PROBLEM: Copy every one of the items below word for word, leaving out the pictures.

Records
"""

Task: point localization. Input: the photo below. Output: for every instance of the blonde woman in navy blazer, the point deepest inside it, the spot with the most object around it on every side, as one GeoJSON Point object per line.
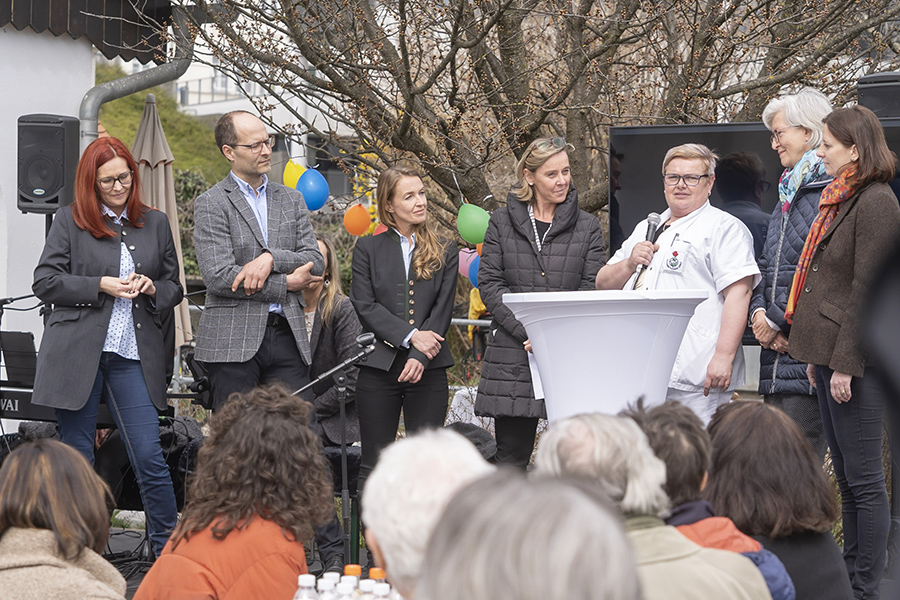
{"type": "Point", "coordinates": [407, 307]}
{"type": "Point", "coordinates": [109, 268]}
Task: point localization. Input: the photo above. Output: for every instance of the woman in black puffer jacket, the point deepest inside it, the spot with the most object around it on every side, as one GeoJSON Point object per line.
{"type": "Point", "coordinates": [796, 124]}
{"type": "Point", "coordinates": [539, 242]}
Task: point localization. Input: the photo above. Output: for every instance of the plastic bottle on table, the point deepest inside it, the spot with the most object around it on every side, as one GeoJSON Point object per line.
{"type": "Point", "coordinates": [326, 589]}
{"type": "Point", "coordinates": [351, 580]}
{"type": "Point", "coordinates": [306, 587]}
{"type": "Point", "coordinates": [366, 589]}
{"type": "Point", "coordinates": [332, 576]}
{"type": "Point", "coordinates": [351, 569]}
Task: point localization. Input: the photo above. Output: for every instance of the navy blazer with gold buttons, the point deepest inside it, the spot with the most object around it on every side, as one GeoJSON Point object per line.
{"type": "Point", "coordinates": [391, 303]}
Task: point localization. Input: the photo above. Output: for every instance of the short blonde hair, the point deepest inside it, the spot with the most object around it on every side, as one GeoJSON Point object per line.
{"type": "Point", "coordinates": [538, 152]}
{"type": "Point", "coordinates": [692, 152]}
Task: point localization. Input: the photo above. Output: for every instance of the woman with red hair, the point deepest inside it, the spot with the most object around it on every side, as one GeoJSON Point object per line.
{"type": "Point", "coordinates": [109, 269]}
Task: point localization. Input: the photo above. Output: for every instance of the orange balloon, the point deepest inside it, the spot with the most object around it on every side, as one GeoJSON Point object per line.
{"type": "Point", "coordinates": [357, 220]}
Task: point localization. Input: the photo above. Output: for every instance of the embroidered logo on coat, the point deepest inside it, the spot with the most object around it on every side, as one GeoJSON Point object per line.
{"type": "Point", "coordinates": [673, 262]}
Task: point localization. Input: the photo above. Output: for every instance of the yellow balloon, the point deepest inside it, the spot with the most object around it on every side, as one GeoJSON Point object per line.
{"type": "Point", "coordinates": [292, 173]}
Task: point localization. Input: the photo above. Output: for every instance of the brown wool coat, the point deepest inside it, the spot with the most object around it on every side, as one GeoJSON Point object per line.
{"type": "Point", "coordinates": [826, 322]}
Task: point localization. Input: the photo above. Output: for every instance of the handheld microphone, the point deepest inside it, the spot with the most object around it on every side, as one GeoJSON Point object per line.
{"type": "Point", "coordinates": [652, 224]}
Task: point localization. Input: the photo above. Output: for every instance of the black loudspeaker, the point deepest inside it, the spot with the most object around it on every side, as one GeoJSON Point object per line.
{"type": "Point", "coordinates": [880, 93]}
{"type": "Point", "coordinates": [48, 156]}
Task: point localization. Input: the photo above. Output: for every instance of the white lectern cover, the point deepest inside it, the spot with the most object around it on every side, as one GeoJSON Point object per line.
{"type": "Point", "coordinates": [598, 351]}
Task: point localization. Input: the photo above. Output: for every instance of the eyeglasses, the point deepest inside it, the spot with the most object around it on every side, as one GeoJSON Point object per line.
{"type": "Point", "coordinates": [257, 147]}
{"type": "Point", "coordinates": [777, 133]}
{"type": "Point", "coordinates": [108, 183]}
{"type": "Point", "coordinates": [672, 179]}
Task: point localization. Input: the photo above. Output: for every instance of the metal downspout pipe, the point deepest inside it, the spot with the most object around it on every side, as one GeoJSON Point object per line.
{"type": "Point", "coordinates": [89, 111]}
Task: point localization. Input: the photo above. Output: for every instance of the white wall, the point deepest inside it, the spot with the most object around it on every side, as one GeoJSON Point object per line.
{"type": "Point", "coordinates": [39, 73]}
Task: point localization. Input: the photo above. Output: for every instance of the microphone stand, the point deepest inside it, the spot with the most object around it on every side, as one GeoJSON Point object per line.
{"type": "Point", "coordinates": [366, 342]}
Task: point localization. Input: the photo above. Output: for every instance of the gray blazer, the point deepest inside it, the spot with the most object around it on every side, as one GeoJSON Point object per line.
{"type": "Point", "coordinates": [68, 276]}
{"type": "Point", "coordinates": [227, 237]}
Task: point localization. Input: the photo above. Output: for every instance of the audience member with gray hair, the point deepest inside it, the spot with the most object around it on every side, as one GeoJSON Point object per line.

"""

RESULT:
Task: point localization. Input: the photo below. Output: for every instance of the blonde woman in navy blazer, the point deepest inside it, the spot with the most object around it on every side, as one GeoJSON Point object per line.
{"type": "Point", "coordinates": [407, 307]}
{"type": "Point", "coordinates": [109, 268]}
Task: point localization. Input: the photo above. Output: for every instance of the woman in black puffer jacket, the point deepest inside it, the spot with the most object around it on every side, as one GeoJSON Point object per line.
{"type": "Point", "coordinates": [796, 124]}
{"type": "Point", "coordinates": [539, 242]}
Task: point localization. Input: the photo above. Output: for every instance of the plastic bottle on table, the point deepest inside it, the spot with the most object around it on every side, as one GeoJSON Point object per line.
{"type": "Point", "coordinates": [326, 589]}
{"type": "Point", "coordinates": [351, 580]}
{"type": "Point", "coordinates": [306, 587]}
{"type": "Point", "coordinates": [366, 589]}
{"type": "Point", "coordinates": [332, 576]}
{"type": "Point", "coordinates": [351, 569]}
Task: point localization. Input: the photo above. Output: for every instance of the navy blazer with gold buttons, the point deepest inside it, the spot with the most object around it on every side, as one GeoJSON Point object per line.
{"type": "Point", "coordinates": [391, 303]}
Task: point localization. Input: the photo above. Output: for every instance of the short blonde hair, the point deepest inside it, the spot with the most object around it on every side, as one GeoJSON Point object per line.
{"type": "Point", "coordinates": [538, 152]}
{"type": "Point", "coordinates": [692, 152]}
Task: point localization. Input: the photo above. Output: for every instance of the woman with red hair, the point deepest inside it, the spot with the most object around it on every side, as one GeoJSON Point object per line.
{"type": "Point", "coordinates": [109, 269]}
Task: point localization. Input: the photo above. Output: for every instance of the orange balloon, the point deepest inside it, the spot with the most object around it on every side, as one GeoJSON Point object per line.
{"type": "Point", "coordinates": [357, 220]}
Task: point localization. Input: the photo above. Output: for every instance of the embroidered logo on coat, the point deepest inside it, the spot with the most object around it on every side, as one GeoJSON Point object per line.
{"type": "Point", "coordinates": [673, 262]}
Task: point localization. Input: the photo above. Output: for every instance of the yellow balloon, the point deepest inside it, the spot with the most object around it on every side, as one GeoJSON Point object per line.
{"type": "Point", "coordinates": [292, 173]}
Task: point localization. Input: the photo above. Output: for every instance of the brown wool coat, the point deepest inside it, the spot with the most object around it on every side, as one GeoJSON Point object per line.
{"type": "Point", "coordinates": [826, 322]}
Task: point localization. Input: the photo above. Output: for every instance of the handheld microphone, the point deepest inside it, the spot with the most object around it on every side, as one GeoJSON Point object per line.
{"type": "Point", "coordinates": [652, 224]}
Task: point localization. Input: the photo above. Output: for every instance of the black loudspeaker, the point deepest inside it, the spot with the most object around it on every side, as one GeoJSON Point object per line.
{"type": "Point", "coordinates": [880, 93]}
{"type": "Point", "coordinates": [48, 156]}
Task: point localization. Input: the photo above. Output: for every instance of the white lectern cover, the point deepest inside it, the spot with the most object around it on every side, as one GeoJSON Point object per line.
{"type": "Point", "coordinates": [598, 351]}
Task: point localization. Input: the photo above. Output: for every instance of the eyeglasses, the point deepest inside it, the spot with the most object around it on every side, as one GeoJSON Point object per line.
{"type": "Point", "coordinates": [257, 147]}
{"type": "Point", "coordinates": [777, 133]}
{"type": "Point", "coordinates": [108, 183]}
{"type": "Point", "coordinates": [672, 179]}
Task: point localization. Input: the photo above. Output: for every instance of the metal downspout pipe, the point deepest inside it, the spot with the most object around it on every side, as one GeoJSON Point object per line.
{"type": "Point", "coordinates": [89, 111]}
Task: point localization. Input: the photo above. Output: for every instance of the white wall, the point deepest inside it, the spot with the most object around it on every side, as one GeoJSON Point object per line.
{"type": "Point", "coordinates": [39, 73]}
Task: point localization. Input: the photo above. Output: for every instance of the microphone stand, the point deepest inside it, the spot with the most object around it on every side, as one GeoJSON Point object per line.
{"type": "Point", "coordinates": [366, 342]}
Task: point localization. Input: the photo above. Output: for every instance of the gray blazer, the point deepest inside it, the spot with the most object around it on every side, as one GeoJSON Point object per line.
{"type": "Point", "coordinates": [68, 276]}
{"type": "Point", "coordinates": [227, 237]}
Task: point localization. Input: the photo above. Output: for every instance of the audience member with gray hair, the point deepest inside it, the spot with the most object around it on every side, as one GeoJSON Point object per line.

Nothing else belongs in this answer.